*** Opening Excerpted text ***
When it comes to investments and retirement, retirees are in a precarious position. You have accumulated a retirement nest egg, but now you face new unknowns around life expectancy, quality of life and your health. And not to be forgotten is how best to invest those hard-earned savings. Should you stick with stocks and their inherent volatility? Or do you move more into fixed income, despite their lower yields?
The first step in any plan is to know how much you have in assets and what your spending rate is. From there, you can get an understanding of a target asset mix of cash, stocks, and bonds that works best for you. The optimal asset mix is the one that lets you sleep comfortably at night, which ideally will be a balanced approach utilizing each asset class.
Keep in mind that even at retirement age, you may still have a long investment horizon of twenty or more years, which may mean multiple market cycles.
Given that unforeseen circumstances may require you to withdraw from your portfolio when you least expect to, it is best to have some cash on hand for emergencies, ideally three to six months’ worth.
You may want to look for high-yield savings accounts, which are FDIC-insured and earn more than regular savings accounts. They will not make you rich but will help avoid needing to sell from your portfolio prematurely or when the markets are down.
Certificates of deposit may also be an option, but often come with early withdrawal penalties where you forfeit some of the interest earned. Series I bonds sold by the U.S. Treasury have also come into fashion and are currently attractive, though they come with low purchase amount limits and must be held for a period of time to earn interest.
Fixed Income Investments
Fixed income likely also won’t make you rich, but it should keep you well-positioned. The days of earning 5%+ on your bonds to stay ahead of inflation have been gone for a while.
That said, they also are much less volatile than stocks. The stock market has experienced Black Monday, Black Tuesday and the Global Financial Crisis, but rarely do we see significant bond market downturns.
Bonds also generally move opposite to stocks, providing a ballast in times of turmoil, so if the markets are down, it can be a great time to rebalance your portfolio. If you want to favor liquidity, you can look to U.S. Treasuries, investment grade corporate bonds, and low-cost index ETFs (exchange-traded funds), which may own thousands of bonds and provide diversification. Be wary of yields that appear too good to be true.
*** Closing Excerpted text ***
■ **Task item A**:
Using the retirement investing text, explain in one to three sentences why retirees should keep some cash on hand.
■ **Task item B**:
Print the part of the retirement investing text starting with "The first step" and going on through "six months’ worth.".
The material after this point has nothing to do with the retirement investing text.
*** Opening The data ***
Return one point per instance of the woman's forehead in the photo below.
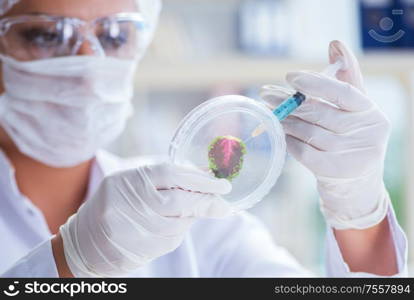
(82, 9)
*** Closing The data ***
■ **Task answer A**:
Unexpected events may force you to take money out of your portfolio when you least expect it, so the text advises keeping three to six months' worth of cash for emergencies. Having that cash helps you avoid selling from your portfolio too early or when the markets are down.

■ **Task answer B**:
The first step in any plan is to know how much you have in assets and what your spending rate is. From there, you can get an understanding of a target asset mix of cash, stocks, and bonds that works best for you. The optimal asset mix is the one that lets you sleep comfortably at night, which ideally will be a balanced approach utilizing each asset class.
Keep in mind that even at retirement age, you may still have a long investment horizon of twenty or more years, which may mean multiple market cycles.
Given that unforeseen circumstances may require you to withdraw from your portfolio when you least expect to, it is best to have some cash on hand for emergencies, ideally three to six months’ worth.